## DIRECTIONS FOR THIS TASK
Could you copy out all of the records below word for word, leaving out the pictures?

## RECORDS PROVIDED
-------------------------
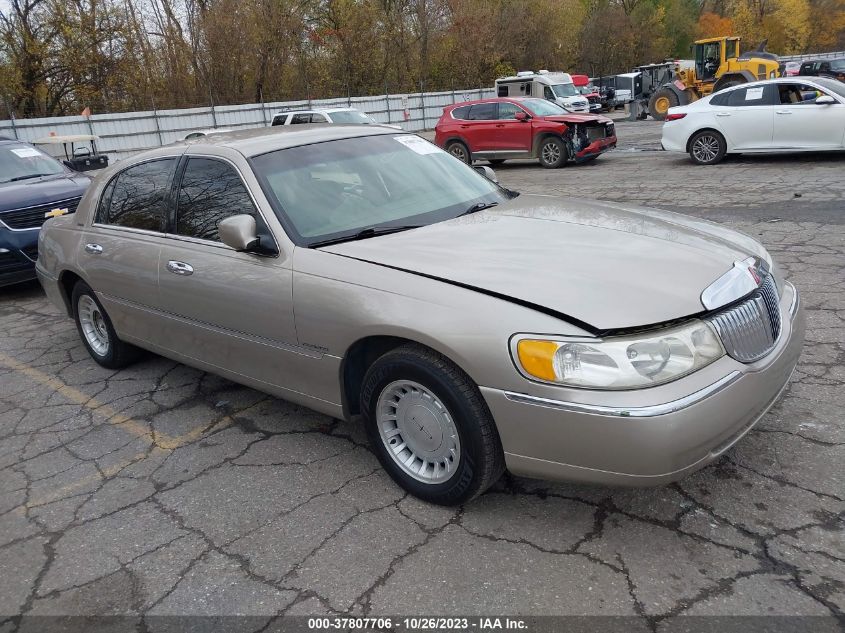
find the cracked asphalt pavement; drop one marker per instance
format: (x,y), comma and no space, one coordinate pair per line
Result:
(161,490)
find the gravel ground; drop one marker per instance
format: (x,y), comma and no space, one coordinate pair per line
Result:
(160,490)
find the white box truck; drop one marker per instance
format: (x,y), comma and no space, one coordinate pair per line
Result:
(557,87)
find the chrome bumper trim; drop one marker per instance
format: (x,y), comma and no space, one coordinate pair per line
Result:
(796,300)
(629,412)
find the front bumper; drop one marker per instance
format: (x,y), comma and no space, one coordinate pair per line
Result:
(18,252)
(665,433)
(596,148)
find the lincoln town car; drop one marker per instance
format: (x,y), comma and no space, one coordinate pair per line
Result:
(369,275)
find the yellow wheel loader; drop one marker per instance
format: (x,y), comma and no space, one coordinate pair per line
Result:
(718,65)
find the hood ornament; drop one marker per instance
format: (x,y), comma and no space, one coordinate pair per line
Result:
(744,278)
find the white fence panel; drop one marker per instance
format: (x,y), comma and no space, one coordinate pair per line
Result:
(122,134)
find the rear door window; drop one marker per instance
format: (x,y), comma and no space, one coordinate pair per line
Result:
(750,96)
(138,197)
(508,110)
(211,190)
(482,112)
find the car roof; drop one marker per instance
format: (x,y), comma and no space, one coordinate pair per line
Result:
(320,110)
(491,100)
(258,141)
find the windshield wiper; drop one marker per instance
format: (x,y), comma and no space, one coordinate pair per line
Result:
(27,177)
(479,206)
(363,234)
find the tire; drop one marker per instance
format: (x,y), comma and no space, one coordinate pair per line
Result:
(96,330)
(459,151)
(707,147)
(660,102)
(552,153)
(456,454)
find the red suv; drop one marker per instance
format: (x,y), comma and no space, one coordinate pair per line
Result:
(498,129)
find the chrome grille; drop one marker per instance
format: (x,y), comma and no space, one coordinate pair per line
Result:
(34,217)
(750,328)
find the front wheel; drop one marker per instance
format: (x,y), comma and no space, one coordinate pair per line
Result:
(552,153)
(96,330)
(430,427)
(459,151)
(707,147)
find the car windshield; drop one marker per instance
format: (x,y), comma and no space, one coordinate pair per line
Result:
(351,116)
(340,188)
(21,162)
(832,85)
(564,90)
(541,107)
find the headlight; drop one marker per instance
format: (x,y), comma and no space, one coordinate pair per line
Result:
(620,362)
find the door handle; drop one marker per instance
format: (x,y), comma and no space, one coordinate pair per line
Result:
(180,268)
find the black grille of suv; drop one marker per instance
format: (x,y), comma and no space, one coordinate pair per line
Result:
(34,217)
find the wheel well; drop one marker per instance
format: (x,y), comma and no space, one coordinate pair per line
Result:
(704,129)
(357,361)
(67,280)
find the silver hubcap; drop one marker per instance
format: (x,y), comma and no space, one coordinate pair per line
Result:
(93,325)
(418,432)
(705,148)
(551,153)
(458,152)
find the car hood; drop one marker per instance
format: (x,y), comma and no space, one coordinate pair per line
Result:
-------------------------
## OUTPUT FOR THIS EXERCISE
find the cracked asphalt pavement; drop one marker per instance
format: (x,y), comma and no space, one coordinate pair per line
Result:
(161,490)
find the gravel ground; drop one marker per instance
format: (x,y), comma and no space, one coordinate pair per line
Result:
(160,490)
find the white box truck; drop one marker per instance
format: (x,y), comma and no space, one coordinate pair per line
Result:
(557,87)
find the chrome bumper trim; drop one marker per instance
format: (x,y), comma and no space, one coordinate pair per line
Result:
(796,300)
(629,412)
find the front bumper; drop one marker per instance
format: (x,y), comma and no space, one coordinate pair per line
Result:
(18,252)
(665,433)
(596,148)
find the lincoln town car; drop one marker per instance
format: (x,y), comma and no space, one coordinate pair per line
Result:
(369,275)
find the yellow wheel loader; drop one marker per instance
format: (x,y), comma and no space, one coordinate pair per line
Result:
(718,65)
find the hood ornament; drop one marker per instance
format: (x,y), comma and no space, one coordinate pair per line
Result:
(744,278)
find the white fence panel; drop one marker per instance
format: (x,y), comma and no space, one coordinate pair per line
Result:
(122,134)
find the rear door window; drop one marker per instance
format: (x,y), comma and no space, one coordinate pair per line
Result:
(750,96)
(138,197)
(508,110)
(211,190)
(482,112)
find the car roof; drop one marker per instance
format: (x,y), comma and no space, one coordinate pair per line
Result:
(320,110)
(491,100)
(258,141)
find the windshield wiper; drop one marker per instance
format: (x,y), comma and no space, one coordinate pair per line
Result:
(27,177)
(479,206)
(363,234)
find the tire; drop one marker per instance
format: (x,y), comma and no space, one coordinate pair per line
Result:
(96,330)
(459,151)
(707,147)
(660,102)
(552,153)
(456,454)
find the red suv; drop one marker per instance
format: (x,y), comma and no space, one coordinate pair per line
Result:
(498,129)
find the chrome grille; drop one marker per instance
format: (x,y), comma and no space, one coordinate pair per line
Result:
(34,217)
(750,328)
find the front wheel; drop one marker per instance
format: (x,y), comma and no space, one coordinate pair per line
Result:
(552,153)
(96,330)
(430,427)
(459,151)
(707,147)
find the car windshield; drop one marker per instance
format: (x,y), comma and no space, one coordinate pair per line
Result:
(351,116)
(340,188)
(21,162)
(832,85)
(564,90)
(541,107)
find the headlight; drop one marker per instance
format: (x,y), comma and no space, one coordinate pair per line
Result:
(620,362)
find the door handle; drop one marker per instance
format: (x,y), comma and no space, one coordinate pair per line
Result:
(180,268)
find the black grille of suv; drop one marker per instance
format: (x,y), comma and no space, one coordinate pair per line
Result:
(34,217)
find the wheel well; drop one marker per instance
format: (x,y), comma and no space, one coordinate pair per line
Result:
(704,129)
(357,361)
(67,280)
find the silver hubcap; drop one marker per instance
format: (x,y), comma and no space, one coordinate pair per line
Result:
(93,325)
(418,432)
(705,148)
(551,153)
(458,152)
find the car hood; drop one marker per instance
format: (x,y), comma and no space, one coordinate pair per line
Result:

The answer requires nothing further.